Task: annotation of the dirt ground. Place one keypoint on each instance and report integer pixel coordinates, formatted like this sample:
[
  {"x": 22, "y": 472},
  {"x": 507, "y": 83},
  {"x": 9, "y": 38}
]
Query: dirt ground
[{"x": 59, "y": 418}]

--

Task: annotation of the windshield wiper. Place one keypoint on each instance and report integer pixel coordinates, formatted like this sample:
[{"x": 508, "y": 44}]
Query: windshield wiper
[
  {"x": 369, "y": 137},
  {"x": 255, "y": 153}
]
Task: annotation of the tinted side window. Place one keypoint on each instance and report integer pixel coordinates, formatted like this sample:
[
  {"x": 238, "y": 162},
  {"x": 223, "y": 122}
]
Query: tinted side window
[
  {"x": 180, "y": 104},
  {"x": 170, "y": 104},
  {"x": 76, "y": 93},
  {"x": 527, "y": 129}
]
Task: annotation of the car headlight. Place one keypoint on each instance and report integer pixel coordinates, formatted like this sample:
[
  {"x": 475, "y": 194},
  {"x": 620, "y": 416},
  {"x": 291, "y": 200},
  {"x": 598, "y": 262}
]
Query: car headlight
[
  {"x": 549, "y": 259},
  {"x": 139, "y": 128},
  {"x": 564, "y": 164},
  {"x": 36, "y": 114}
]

==

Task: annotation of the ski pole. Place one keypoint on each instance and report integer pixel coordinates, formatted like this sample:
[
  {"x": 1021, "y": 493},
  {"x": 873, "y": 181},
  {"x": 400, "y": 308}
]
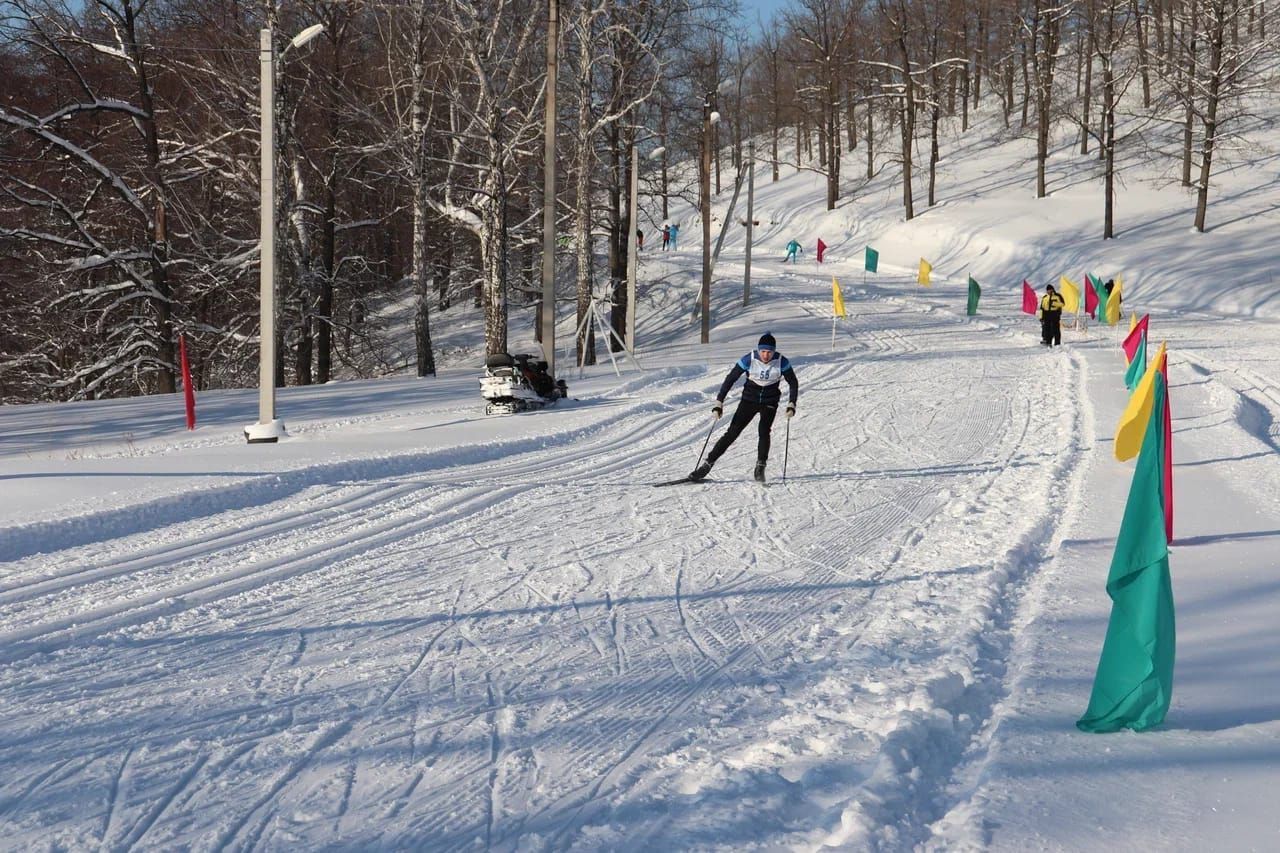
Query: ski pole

» TRY IT
Look over the listing. Pull out every line with the string "coordinates" in it.

» ANSWER BOX
Task: annotation of the dirt ground. Place one keypoint on each instance and report integer pixel coordinates, formatted like this sample:
Task: annotation of the windshield wiper. Place one keypoint on each instance and report integer pixel coordinates, formatted like this sample:
Task: annotation of the tinted side window. Place one keypoint on each instance and report integer pixel coordinates, formatted like this sample:
Task: annotation of the car headlight. Place one keypoint on each instance and report integer pixel coordinates, formatted like this sample:
Task: annotation of the ski pole. Place one keypoint on each instance and report integer pixel coordinates, formatted like this sample:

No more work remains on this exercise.